An exact copy of the data is required; the images should not appear in it.

Records drawn from a dataset
◇ ◇ ◇ ◇ ◇

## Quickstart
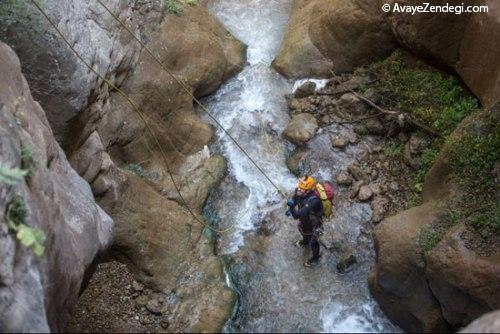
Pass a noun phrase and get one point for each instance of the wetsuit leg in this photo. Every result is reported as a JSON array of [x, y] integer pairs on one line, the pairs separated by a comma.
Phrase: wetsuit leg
[[315, 247], [306, 239]]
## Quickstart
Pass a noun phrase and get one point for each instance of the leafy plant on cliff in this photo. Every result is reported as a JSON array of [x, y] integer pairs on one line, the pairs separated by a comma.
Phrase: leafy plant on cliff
[[472, 158], [172, 6], [393, 148], [29, 237], [428, 239], [434, 98]]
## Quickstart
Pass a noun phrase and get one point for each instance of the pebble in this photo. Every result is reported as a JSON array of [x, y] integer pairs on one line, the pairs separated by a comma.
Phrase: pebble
[[153, 306], [339, 142], [344, 179], [137, 286], [365, 193]]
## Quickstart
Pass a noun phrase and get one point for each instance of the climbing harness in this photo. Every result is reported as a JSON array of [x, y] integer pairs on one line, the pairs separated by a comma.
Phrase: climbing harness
[[142, 116]]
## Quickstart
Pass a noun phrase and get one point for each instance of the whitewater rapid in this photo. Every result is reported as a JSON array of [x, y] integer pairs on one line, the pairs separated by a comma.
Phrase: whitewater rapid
[[277, 293]]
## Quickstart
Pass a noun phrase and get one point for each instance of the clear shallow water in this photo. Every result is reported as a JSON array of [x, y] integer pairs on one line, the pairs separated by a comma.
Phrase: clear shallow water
[[277, 292]]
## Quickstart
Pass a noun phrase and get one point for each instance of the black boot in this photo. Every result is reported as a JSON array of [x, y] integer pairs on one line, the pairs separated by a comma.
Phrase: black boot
[[312, 261]]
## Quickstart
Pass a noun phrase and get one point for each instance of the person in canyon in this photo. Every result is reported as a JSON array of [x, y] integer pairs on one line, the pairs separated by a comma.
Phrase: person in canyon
[[306, 207]]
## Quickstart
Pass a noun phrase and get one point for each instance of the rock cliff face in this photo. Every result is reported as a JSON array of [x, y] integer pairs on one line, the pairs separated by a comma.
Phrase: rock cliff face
[[341, 35], [454, 281], [38, 293], [102, 134], [465, 42]]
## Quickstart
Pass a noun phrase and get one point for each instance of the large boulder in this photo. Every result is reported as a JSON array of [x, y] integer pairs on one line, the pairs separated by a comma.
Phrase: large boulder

◇ ◇ ◇ ◇ ◇

**Solution below:**
## Quickstart
Pass a noun phrase and get one point for each instance of the wetsuit leg in this photo. Every result is reported as a JSON array of [x, y] integer pairs on one line, the pairs separated by a comma.
Phrase: wetsuit leg
[[315, 247], [306, 239]]
## Quickstart
Pass a noun phrase and get one point for each instance of the leafy plant on cliff in this photo. Every result is reported as a JSON array of [x, y] integer pairs on one line, the pairs separated by a comma.
Phrase: leafy plant on cliff
[[472, 158], [172, 6], [393, 148], [29, 237], [428, 239], [434, 98]]
## Quickstart
Pass a noun phrase and get one point for each instance of the pebble in this photo. Every result is reported as a JSON array of [x, y] integer pairs on one line, the pairs separated by a comma.
Phrase: pebble
[[153, 306], [339, 142], [344, 179], [137, 286], [365, 193]]
## Quickstart
Pass a noun phrase and get one point for each instance of the climbing harness in this photo. Every result is reported as a JSON array of [x, y] integer pairs on one line, the pairs separated by a comma.
Phrase: climbing harness
[[142, 116]]
## Quickstart
Pass a noun phrase and get one point for each instance of the whitewater rapid in this photo. Every result is reported as a JSON array of [x, y] integer pairs on one line, the pairs separated by a comma.
Phrase: whitewater rapid
[[277, 293]]
## Quickstart
Pass a noun phrase and get one point for each instance of the clear shallow water in this photo. Every result is reported as a JSON array of [x, y] integer pairs on one line, the pairs separated by a comma.
Phrase: clear shallow water
[[277, 292]]
## Quickstart
Pass a noun phrase and get one point for each instance of the black boot in this photo. Every result is reported as a JSON array of [x, y] integer pairs on one line, the pairs separated by a comma.
Phrase: black boot
[[312, 261]]
## Quickstart
Pass a noun phrase and get one point for each instance of the person in canyon in this photo. Every result is reported as a JSON array of [x, y] integer pairs on one line, the pairs separated by a comma.
Phrase: person in canyon
[[306, 207]]
## Quickstart
Pass a noun phrase and get one point for each instance of the rock cliff face in this photo. Every result is reported as a JSON array of [x, y] integer pairs on one line, the pairs separated by a comma.
Phrase: rock cliff face
[[341, 35], [454, 281], [38, 293], [102, 134], [465, 42]]
## Quickstart
Pass a noun phrase and get one point for each instance of the large boulder in this photo. Every result is reported as a JSON array of [x, y] integer pairs on one line, the pairs separated by a comma.
Phrase: large boulder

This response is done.